-- START Supplied data --

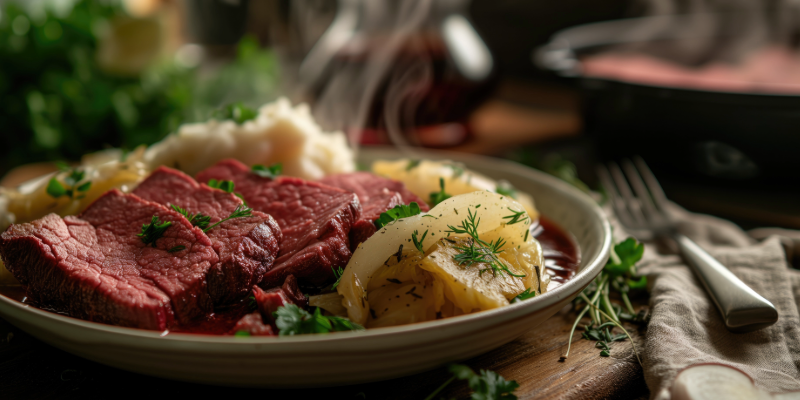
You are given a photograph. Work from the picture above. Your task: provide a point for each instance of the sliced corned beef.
(94, 267)
(376, 194)
(269, 300)
(247, 247)
(315, 220)
(254, 325)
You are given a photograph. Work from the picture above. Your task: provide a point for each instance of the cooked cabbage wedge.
(421, 177)
(389, 281)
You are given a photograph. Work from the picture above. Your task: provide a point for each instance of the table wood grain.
(30, 368)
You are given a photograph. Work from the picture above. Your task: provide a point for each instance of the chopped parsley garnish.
(177, 249)
(488, 385)
(225, 186)
(270, 172)
(240, 211)
(516, 216)
(337, 272)
(440, 196)
(237, 112)
(199, 220)
(458, 170)
(153, 231)
(527, 294)
(73, 187)
(418, 242)
(397, 212)
(293, 320)
(479, 251)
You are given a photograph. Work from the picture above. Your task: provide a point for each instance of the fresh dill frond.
(516, 216)
(441, 195)
(397, 212)
(153, 231)
(271, 172)
(337, 272)
(418, 242)
(479, 251)
(527, 294)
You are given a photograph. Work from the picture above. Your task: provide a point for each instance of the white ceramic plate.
(345, 357)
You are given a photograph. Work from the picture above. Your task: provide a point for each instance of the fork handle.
(742, 309)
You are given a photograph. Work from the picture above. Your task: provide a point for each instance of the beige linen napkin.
(685, 327)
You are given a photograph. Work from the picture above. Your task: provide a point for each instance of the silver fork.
(641, 210)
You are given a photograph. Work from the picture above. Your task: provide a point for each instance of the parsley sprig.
(153, 231)
(199, 220)
(618, 275)
(479, 251)
(270, 172)
(441, 195)
(293, 320)
(225, 186)
(487, 385)
(418, 242)
(73, 186)
(397, 212)
(240, 212)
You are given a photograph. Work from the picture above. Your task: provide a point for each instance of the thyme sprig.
(619, 275)
(479, 251)
(153, 231)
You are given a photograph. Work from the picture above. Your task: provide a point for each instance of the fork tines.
(637, 198)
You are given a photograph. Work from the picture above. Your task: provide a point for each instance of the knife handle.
(742, 309)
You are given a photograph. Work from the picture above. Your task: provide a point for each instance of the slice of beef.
(269, 300)
(315, 220)
(247, 247)
(376, 194)
(254, 325)
(94, 267)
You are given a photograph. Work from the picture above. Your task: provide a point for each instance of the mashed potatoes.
(280, 133)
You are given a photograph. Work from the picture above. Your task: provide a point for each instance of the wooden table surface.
(31, 369)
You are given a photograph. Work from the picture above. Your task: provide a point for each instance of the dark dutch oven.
(723, 137)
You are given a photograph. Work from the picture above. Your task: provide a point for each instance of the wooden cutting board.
(30, 368)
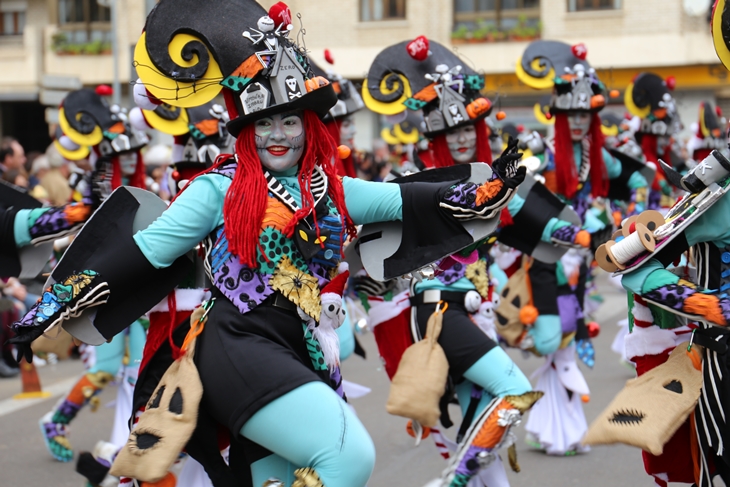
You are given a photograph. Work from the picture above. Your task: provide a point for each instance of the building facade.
(43, 42)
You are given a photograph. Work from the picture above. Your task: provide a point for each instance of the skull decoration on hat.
(272, 219)
(436, 81)
(649, 99)
(671, 308)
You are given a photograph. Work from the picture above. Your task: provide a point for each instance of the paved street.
(25, 462)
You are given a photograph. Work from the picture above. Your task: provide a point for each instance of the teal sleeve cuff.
(637, 180)
(188, 220)
(371, 202)
(547, 332)
(515, 205)
(648, 277)
(21, 228)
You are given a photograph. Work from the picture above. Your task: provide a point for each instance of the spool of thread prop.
(613, 256)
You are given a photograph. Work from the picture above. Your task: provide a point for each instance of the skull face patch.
(650, 409)
(165, 426)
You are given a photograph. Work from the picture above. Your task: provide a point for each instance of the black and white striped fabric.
(318, 188)
(710, 418)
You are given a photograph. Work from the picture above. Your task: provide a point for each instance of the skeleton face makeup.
(280, 141)
(462, 144)
(128, 164)
(580, 123)
(347, 132)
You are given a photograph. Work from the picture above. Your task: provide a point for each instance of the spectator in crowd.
(55, 180)
(12, 155)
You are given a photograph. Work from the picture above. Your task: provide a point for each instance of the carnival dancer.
(340, 121)
(448, 93)
(649, 99)
(92, 128)
(266, 357)
(580, 170)
(671, 308)
(200, 136)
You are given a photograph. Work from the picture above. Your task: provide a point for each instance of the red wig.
(136, 180)
(566, 171)
(345, 167)
(245, 202)
(441, 154)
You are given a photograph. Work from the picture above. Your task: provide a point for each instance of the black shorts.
(463, 341)
(247, 360)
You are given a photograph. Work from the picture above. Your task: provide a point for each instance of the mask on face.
(580, 123)
(128, 164)
(280, 141)
(462, 144)
(347, 132)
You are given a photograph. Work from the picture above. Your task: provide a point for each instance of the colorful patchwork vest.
(297, 267)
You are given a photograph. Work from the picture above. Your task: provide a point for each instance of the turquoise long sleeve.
(370, 202)
(188, 220)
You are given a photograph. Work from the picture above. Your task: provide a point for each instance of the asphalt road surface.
(25, 462)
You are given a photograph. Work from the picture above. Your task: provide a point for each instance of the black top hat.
(440, 84)
(557, 65)
(235, 46)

-- END Supplied data --

**Problem requirements**
Set down the lines of the records above exactly, apart from the pictures.

**Response to this task**
You are given a photograph. Work from the picture above. Your task: provide a point for each instance of the sliced corned beef.
(94, 267)
(376, 194)
(269, 300)
(247, 247)
(315, 220)
(254, 325)
You are given a photograph. Work from the picture above. Your task: provide a point for each instance of the cooked cabbage wedge.
(421, 177)
(389, 281)
You are given a photograph. Work from the picture above. Your task: provide a point for each instance of the table wood grain.
(30, 368)
You are given a photograph. Work from the picture above. Your task: provide a point for each instance of the chopped parsley garnish.
(177, 249)
(488, 385)
(225, 186)
(270, 172)
(240, 211)
(516, 216)
(337, 272)
(440, 196)
(237, 112)
(199, 220)
(458, 170)
(153, 231)
(527, 294)
(73, 187)
(418, 242)
(397, 212)
(293, 320)
(479, 251)
You are given a photograph. Work from the picture above. Your task: provide a point for each instance of the fresh dill frond.
(516, 216)
(441, 195)
(397, 212)
(153, 231)
(271, 172)
(337, 272)
(418, 242)
(479, 251)
(527, 294)
You are given a photograph. Work from the picture above. Your task: provide a point for each instance of the white ceramic plate.
(345, 357)
You are given a photograph. Work from the picture above. Your task: provide a point for each instance of the fork handle.
(742, 309)
You are given a photograph. Work from the picture above. Your task: provide a point for each instance of the beige linen napkin.
(685, 327)
You are given a photograph. Work from the picture above. Your task: provide a point for each instance of the silver fork.
(641, 210)
You are given a photograph. Work from the picture above. Your task: provide a point for each instance of the parsley sprig.
(153, 231)
(199, 220)
(618, 275)
(479, 251)
(270, 172)
(441, 195)
(293, 320)
(225, 186)
(487, 385)
(418, 242)
(73, 186)
(397, 212)
(240, 212)
You are given a photograph. Work from the picture above. Your task: provide a point for each instance of the thyme sprig.
(619, 275)
(479, 251)
(153, 231)
You are given a photograph. Work from the picture above. Your task: provide a point for each instance of the fork tines.
(637, 198)
You are given a photograph. Work from the picture above. Your task: provide a point for each instance of the knife handle.
(742, 309)
You are given a photograph. Work from the picture above. Your task: provide a point for each instance of the slice of beef.
(269, 300)
(315, 220)
(247, 247)
(376, 194)
(254, 325)
(94, 267)
You are given a photograph. Work from the picture above. Your task: provide a point for each instance of the mashed potatoes.
(280, 133)
You are given a photograph. Work from the picture above. Your task: provide a point for each instance of the wooden table surface.
(31, 369)
You are given a photograph. Work from the picture above. Your task: provide a point for each instance of the dark dutch oven.
(723, 137)
You are given a photograph. Work from the picture above. Your task: provide a point for each instance of the wooden cutting board.
(30, 368)
You are given a photograph. Work from the picture above. Your task: provide a point for each instance of the building facade.
(43, 42)
You are given a photograph. Work from the picture above. Your task: provide a point for each instance of the skull decoration on hat.
(272, 219)
(436, 81)
(649, 99)
(671, 308)
You are given a photograph. Work from the picture above. Your task: provide a point for each instance of the paved street.
(25, 462)
You are given a photograph. Work from the picture above. Your task: provide a point for each instance of the teal sleeve cuff.
(637, 180)
(188, 220)
(371, 202)
(547, 332)
(515, 205)
(648, 277)
(21, 228)
You are given a photograph. Work from the picture above. Your task: provide a point for each instance of the spool of thread prop.
(613, 256)
You are given a photograph. Work from the picture above. Your task: provide a point for each instance of the skull face patch.
(650, 409)
(165, 426)
You are given a photograph. Work from the picture above. Your task: provide a point for each instance of the black and white striped fabric.
(318, 188)
(710, 418)
You are given a photograph. Work from the picture above. Your task: provide a point for each instance of the skeleton face makeup.
(280, 141)
(462, 144)
(128, 164)
(580, 123)
(347, 132)
You are given a photograph. Work from the picture above. Your task: provide a point for each instance of the spectator in crowd.
(55, 180)
(12, 155)
You are given a photograph. Work from the picture above. Your task: provide a point for each instance of the carnival dancer.
(340, 121)
(448, 93)
(649, 99)
(92, 128)
(266, 357)
(580, 170)
(671, 308)
(200, 136)
You are given a photograph. Work from the picture above. Your task: provide a point for each instance of the red wig.
(136, 180)
(566, 171)
(345, 167)
(245, 202)
(441, 154)
You are given a photograph. Work from the picture above. Your task: provide a point for each instance of the black shorts.
(463, 341)
(247, 360)
You are given a photograph. Work from the picture above. Your task: provide a point for each instance of the mask on face.
(580, 123)
(128, 164)
(280, 141)
(462, 144)
(347, 132)
You are given a photograph. Work from the picture above. Your task: provide a point for each instance of the colorful patchwork vest.
(297, 267)
You are given a photograph. Work from the picture above. Your task: provide a point for each instance of the turquoise long sleeve.
(370, 202)
(188, 220)
You are given a photograph. Work from the picture above. Your task: provide a point for each instance of the asphalt road surface.
(25, 462)
You are given a photograph. Work from the picture above. Your task: provide a point for each instance of the black top hat.
(440, 84)
(557, 65)
(235, 46)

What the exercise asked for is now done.